HOW TO COMPLETE THIS TASK:
Repeat exactly, and only, the lines of the entries below from the one with "# test: locate() returns one point per instance of the tattooed" through the one with "# test: locate() returns one point per instance of the raised", both ends included.

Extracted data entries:
::::
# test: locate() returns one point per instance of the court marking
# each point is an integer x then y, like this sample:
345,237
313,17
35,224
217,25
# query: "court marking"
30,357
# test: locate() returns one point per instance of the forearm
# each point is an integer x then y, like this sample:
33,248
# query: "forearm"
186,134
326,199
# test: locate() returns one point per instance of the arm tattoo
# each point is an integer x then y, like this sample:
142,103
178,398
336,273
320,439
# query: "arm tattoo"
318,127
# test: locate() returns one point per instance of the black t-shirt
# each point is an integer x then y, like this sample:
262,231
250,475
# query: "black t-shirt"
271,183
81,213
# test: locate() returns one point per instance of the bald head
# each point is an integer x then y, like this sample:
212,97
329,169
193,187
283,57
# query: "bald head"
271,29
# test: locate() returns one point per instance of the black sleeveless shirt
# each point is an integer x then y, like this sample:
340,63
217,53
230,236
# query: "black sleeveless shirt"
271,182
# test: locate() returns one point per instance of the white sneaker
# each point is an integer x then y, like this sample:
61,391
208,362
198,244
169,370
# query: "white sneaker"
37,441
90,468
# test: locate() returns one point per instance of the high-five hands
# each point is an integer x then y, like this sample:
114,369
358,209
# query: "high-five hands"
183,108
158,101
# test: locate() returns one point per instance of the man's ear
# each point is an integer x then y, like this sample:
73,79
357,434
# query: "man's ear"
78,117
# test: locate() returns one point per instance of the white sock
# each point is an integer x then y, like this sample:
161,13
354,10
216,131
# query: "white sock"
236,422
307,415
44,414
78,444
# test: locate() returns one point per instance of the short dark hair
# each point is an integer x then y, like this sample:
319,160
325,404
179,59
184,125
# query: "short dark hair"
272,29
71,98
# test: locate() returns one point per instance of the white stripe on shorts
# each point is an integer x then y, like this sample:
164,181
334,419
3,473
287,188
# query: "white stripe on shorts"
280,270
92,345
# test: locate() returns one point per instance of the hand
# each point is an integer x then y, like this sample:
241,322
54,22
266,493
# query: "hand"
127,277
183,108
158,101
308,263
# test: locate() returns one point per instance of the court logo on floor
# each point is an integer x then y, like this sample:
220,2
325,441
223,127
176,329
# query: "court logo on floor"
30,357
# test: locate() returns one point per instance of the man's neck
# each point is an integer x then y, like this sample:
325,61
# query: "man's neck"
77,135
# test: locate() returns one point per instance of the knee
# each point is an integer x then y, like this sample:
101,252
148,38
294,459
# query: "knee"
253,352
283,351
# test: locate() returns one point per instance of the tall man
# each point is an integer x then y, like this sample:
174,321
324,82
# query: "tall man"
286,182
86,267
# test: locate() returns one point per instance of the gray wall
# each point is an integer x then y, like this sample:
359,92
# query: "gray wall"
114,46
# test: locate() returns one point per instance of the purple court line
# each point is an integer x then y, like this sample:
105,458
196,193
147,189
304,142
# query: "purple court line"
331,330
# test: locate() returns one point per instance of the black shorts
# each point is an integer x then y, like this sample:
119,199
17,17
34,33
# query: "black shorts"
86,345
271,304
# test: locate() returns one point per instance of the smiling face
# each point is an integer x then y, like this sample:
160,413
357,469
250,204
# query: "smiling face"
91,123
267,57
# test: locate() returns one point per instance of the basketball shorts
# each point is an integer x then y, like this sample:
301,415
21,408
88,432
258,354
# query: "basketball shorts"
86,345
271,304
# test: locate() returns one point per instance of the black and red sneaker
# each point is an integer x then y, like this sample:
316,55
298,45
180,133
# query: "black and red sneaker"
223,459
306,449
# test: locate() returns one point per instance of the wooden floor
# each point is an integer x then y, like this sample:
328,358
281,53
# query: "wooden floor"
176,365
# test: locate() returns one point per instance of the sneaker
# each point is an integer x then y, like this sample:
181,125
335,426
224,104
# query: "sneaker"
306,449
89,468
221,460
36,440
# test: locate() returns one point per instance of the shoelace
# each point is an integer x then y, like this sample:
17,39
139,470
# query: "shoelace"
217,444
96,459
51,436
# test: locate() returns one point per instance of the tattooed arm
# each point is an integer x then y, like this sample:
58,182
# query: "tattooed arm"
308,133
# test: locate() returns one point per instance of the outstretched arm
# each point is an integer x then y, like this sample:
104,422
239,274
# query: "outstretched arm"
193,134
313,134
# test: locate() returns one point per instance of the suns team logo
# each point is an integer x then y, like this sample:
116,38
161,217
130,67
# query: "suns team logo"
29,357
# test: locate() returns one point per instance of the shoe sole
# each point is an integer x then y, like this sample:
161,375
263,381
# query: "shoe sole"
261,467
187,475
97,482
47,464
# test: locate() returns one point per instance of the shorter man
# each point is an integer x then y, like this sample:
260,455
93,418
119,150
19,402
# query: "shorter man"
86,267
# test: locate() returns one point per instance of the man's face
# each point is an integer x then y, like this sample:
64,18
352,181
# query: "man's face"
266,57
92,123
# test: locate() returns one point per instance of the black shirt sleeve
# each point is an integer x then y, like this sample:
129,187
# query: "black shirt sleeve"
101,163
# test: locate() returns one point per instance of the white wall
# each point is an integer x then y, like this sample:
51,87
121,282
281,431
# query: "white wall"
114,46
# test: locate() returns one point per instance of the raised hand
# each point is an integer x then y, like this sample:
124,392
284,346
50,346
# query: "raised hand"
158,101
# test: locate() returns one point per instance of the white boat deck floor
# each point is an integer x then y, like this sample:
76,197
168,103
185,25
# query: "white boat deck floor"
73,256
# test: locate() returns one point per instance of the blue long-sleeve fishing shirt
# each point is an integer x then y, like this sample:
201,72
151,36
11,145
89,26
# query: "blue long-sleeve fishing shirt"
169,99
::::
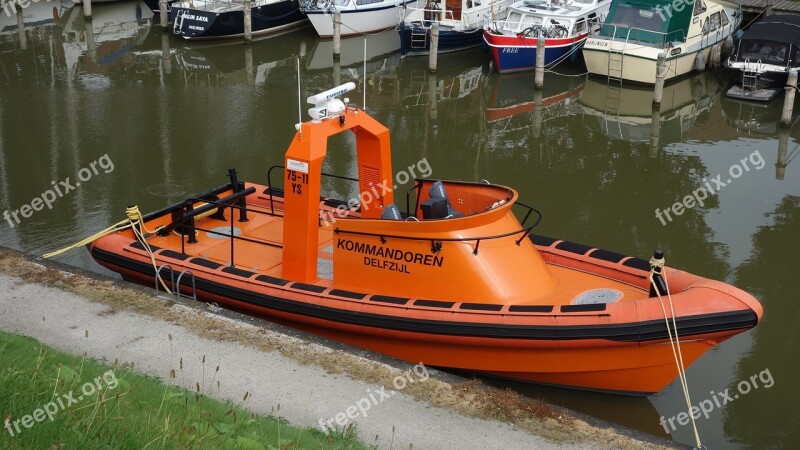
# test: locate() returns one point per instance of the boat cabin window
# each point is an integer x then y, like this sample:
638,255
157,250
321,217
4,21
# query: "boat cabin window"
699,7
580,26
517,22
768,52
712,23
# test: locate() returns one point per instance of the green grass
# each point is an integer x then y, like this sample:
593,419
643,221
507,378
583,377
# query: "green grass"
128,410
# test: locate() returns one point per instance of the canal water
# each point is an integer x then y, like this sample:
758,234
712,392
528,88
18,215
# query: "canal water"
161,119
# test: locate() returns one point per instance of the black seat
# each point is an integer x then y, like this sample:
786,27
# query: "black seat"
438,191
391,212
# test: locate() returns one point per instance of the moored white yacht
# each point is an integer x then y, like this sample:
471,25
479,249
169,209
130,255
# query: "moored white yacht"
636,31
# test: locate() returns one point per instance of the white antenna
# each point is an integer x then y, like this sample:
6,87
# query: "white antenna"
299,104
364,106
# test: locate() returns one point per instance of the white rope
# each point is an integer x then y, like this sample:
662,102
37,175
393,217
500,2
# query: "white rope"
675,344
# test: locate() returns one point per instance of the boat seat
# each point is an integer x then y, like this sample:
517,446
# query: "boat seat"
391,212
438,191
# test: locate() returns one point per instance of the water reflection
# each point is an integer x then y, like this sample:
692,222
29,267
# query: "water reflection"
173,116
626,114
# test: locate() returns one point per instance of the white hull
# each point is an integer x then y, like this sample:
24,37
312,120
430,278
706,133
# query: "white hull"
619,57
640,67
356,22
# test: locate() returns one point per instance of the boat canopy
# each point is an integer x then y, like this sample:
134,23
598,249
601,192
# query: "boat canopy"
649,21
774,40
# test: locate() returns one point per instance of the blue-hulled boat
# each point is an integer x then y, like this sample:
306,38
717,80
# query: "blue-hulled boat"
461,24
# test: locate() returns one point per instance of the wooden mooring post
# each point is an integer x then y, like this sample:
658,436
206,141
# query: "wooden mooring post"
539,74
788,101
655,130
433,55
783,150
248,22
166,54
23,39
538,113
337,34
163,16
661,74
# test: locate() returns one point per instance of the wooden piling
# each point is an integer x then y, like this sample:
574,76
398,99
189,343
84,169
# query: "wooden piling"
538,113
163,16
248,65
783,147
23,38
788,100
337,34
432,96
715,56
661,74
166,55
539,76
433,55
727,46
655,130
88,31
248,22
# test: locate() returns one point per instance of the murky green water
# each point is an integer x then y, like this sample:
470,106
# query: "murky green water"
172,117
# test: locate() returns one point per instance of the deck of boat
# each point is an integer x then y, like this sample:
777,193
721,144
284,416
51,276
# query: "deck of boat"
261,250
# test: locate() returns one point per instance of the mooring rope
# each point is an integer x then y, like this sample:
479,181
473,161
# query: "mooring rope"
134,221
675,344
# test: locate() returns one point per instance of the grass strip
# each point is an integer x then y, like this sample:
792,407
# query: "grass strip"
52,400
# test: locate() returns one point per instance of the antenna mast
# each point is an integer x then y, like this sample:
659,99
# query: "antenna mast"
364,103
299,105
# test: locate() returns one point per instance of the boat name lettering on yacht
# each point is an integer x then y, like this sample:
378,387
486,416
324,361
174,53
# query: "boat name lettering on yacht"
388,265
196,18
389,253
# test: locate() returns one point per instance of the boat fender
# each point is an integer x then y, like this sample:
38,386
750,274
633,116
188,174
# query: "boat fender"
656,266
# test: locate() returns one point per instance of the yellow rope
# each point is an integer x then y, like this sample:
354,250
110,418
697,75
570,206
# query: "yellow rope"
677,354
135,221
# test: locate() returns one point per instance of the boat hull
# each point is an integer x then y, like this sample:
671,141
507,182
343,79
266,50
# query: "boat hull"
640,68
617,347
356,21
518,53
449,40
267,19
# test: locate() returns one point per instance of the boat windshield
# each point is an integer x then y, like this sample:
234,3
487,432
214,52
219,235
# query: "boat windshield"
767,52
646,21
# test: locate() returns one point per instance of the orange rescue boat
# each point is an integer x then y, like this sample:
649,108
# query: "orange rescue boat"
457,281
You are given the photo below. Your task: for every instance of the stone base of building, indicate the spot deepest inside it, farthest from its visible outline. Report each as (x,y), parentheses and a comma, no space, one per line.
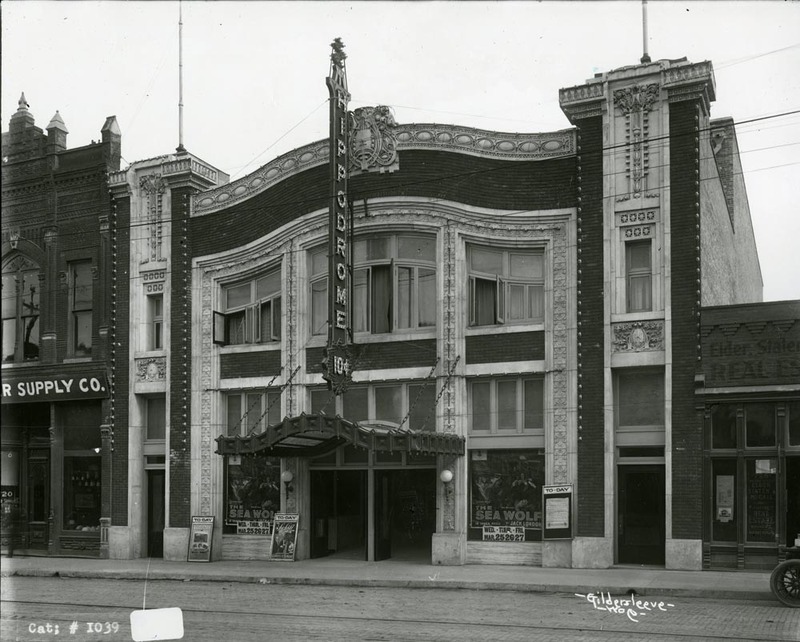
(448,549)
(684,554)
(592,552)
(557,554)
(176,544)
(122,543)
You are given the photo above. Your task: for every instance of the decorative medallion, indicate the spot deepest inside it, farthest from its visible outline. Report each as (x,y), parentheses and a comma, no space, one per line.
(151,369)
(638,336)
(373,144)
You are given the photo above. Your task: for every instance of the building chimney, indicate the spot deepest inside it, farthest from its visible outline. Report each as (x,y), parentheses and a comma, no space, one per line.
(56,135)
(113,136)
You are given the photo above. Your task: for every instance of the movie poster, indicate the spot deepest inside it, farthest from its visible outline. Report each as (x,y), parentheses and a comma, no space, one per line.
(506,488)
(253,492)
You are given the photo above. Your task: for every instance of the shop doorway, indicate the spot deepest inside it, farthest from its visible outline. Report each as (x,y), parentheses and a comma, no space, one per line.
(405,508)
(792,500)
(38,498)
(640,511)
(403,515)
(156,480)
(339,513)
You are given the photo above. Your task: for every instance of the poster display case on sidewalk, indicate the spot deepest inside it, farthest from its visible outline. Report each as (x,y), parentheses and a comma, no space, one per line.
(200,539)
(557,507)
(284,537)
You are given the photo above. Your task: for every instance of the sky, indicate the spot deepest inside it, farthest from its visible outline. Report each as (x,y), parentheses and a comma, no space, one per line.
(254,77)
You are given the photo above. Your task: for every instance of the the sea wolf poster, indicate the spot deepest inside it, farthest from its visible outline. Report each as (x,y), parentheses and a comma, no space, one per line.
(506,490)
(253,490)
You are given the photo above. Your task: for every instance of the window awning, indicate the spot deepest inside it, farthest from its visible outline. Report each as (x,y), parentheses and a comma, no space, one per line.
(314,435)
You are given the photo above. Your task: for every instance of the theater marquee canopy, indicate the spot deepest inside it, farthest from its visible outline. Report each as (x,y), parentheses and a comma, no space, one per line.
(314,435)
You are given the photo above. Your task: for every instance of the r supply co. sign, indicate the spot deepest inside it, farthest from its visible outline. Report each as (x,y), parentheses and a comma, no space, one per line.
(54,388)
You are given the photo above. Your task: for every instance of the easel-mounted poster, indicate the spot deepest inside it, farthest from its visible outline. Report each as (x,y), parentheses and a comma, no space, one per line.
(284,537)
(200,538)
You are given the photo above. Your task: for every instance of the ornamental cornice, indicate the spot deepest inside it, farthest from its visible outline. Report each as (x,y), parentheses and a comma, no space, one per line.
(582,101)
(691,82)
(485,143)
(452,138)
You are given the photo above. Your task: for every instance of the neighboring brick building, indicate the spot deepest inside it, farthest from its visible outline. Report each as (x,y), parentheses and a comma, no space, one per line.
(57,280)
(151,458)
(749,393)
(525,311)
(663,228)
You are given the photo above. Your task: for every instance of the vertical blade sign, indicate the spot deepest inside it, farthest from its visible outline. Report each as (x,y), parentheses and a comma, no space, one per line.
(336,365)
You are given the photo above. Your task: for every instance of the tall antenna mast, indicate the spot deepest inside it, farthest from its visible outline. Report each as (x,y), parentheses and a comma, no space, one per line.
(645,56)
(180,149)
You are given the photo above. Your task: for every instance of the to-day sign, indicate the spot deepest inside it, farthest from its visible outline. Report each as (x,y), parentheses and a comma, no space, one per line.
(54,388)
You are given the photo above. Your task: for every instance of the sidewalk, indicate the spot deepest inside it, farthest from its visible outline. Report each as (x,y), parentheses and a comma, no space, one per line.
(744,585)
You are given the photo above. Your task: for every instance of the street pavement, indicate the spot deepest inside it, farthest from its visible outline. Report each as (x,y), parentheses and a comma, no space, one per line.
::::
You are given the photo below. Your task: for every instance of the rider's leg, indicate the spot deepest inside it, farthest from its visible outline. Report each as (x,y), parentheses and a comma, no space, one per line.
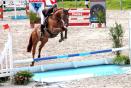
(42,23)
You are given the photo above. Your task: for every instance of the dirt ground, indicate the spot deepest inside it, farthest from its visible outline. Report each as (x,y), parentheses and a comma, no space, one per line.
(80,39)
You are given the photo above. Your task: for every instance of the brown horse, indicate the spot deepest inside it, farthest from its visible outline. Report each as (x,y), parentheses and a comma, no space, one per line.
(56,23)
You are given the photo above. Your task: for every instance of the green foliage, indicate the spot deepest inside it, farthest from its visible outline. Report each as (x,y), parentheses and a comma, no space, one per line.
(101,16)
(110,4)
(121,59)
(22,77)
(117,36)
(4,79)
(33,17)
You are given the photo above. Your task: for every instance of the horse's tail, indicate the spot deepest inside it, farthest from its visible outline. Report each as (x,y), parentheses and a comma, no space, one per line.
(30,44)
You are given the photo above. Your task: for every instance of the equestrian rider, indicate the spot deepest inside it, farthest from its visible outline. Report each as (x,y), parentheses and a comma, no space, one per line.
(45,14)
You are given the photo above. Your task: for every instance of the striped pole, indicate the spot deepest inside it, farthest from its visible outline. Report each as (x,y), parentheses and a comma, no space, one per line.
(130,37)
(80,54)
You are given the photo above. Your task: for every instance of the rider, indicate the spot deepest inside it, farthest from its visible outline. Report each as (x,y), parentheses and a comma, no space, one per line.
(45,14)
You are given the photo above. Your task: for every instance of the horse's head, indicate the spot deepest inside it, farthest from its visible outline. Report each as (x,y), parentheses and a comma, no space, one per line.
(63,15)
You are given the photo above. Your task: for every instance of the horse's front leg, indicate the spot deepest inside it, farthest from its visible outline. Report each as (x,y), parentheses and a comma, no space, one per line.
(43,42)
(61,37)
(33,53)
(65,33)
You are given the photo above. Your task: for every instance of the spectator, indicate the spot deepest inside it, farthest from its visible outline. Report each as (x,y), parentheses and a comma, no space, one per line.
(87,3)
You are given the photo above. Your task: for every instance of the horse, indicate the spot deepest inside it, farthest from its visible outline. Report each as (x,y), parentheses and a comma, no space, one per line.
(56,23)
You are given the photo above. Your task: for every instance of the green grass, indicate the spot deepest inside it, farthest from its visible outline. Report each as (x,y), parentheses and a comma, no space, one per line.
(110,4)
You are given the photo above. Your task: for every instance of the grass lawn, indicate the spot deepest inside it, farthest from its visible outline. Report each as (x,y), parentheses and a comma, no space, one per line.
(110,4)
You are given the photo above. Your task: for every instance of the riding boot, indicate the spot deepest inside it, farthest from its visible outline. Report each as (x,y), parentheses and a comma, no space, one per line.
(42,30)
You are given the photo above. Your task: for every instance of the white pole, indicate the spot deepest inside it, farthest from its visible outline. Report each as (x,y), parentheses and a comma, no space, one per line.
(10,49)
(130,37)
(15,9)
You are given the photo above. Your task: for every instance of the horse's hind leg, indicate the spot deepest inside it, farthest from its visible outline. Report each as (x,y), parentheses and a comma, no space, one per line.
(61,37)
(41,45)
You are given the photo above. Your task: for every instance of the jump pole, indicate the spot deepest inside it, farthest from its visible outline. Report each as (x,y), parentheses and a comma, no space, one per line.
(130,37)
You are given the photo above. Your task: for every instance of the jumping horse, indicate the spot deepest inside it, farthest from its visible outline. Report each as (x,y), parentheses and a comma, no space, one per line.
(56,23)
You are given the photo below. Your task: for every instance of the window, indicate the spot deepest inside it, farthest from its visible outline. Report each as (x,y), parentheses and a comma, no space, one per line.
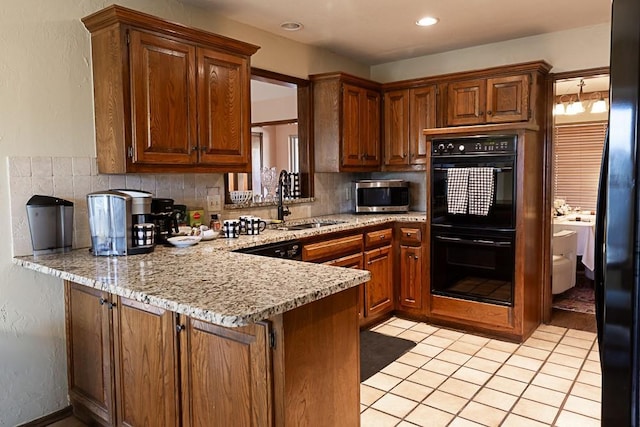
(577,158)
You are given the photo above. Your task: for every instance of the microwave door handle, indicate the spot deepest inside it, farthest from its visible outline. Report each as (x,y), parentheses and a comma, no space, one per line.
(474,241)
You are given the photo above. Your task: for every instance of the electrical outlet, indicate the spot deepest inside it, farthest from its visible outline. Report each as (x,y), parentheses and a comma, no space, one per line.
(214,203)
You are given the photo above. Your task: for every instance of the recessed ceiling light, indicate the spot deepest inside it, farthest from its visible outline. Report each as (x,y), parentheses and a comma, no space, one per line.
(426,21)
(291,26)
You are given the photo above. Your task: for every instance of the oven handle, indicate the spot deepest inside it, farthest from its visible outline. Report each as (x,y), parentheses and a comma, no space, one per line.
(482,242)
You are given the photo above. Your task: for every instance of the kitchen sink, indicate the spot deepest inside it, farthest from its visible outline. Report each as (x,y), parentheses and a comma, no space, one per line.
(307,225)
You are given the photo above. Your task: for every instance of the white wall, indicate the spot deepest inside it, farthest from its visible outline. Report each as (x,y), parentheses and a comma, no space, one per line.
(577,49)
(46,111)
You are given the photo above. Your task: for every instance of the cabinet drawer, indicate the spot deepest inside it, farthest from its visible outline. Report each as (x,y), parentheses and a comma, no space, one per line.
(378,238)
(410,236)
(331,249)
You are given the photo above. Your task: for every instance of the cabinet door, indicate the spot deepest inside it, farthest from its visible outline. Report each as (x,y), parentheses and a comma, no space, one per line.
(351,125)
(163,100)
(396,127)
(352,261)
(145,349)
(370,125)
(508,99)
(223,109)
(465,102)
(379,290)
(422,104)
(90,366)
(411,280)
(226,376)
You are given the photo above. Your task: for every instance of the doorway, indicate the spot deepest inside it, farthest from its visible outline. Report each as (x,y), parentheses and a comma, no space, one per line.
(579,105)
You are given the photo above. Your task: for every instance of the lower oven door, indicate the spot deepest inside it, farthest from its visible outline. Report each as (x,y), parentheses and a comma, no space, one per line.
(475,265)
::::
TASK SOLUTION:
# test: locate() returns one point per instance of the tattooed arm
# each point is an integer x then y, like this sample:
58,182
# query: "tattooed arm"
308,133
# test: locate() returns one point per instance of the outstretched arm
# each point is an integer x then y, like this sample:
104,422
239,274
# query: "outstretched arm"
193,134
313,134
# test: locate() returns one point per instance of the suns team logo
# each point is an integer x then y, like this sample:
116,38
161,217
130,67
# query: "suns team logo"
29,357
# test: locate() returns one point per instance of the shoe sole
# each point is an integer x then y, like this sample:
161,375
263,381
# query: "shoe sole"
261,467
187,475
97,482
47,464
# test: locate() returns one point per instance of the shorter man
# each point is an integer x then y, like this sample:
260,455
93,418
119,150
19,402
# query: "shorter man"
86,267
# test: locate() returns one point per instance of the man's face
# each point is an integer x then y, like this sample:
64,18
352,181
# query: "man's face"
266,57
92,123
# test: locate() returns one point per instance of the black shirt sleeve
# each point is an integer x then y, like this sample:
129,187
# query: "black shirt sleeve"
101,163
# test: locate() returns one point per instance of the white wall
# each point is an integer x then y, like this sample:
51,87
121,282
281,431
# query: "white wall"
114,46
# test: locate() returns one point per instance of the raised hand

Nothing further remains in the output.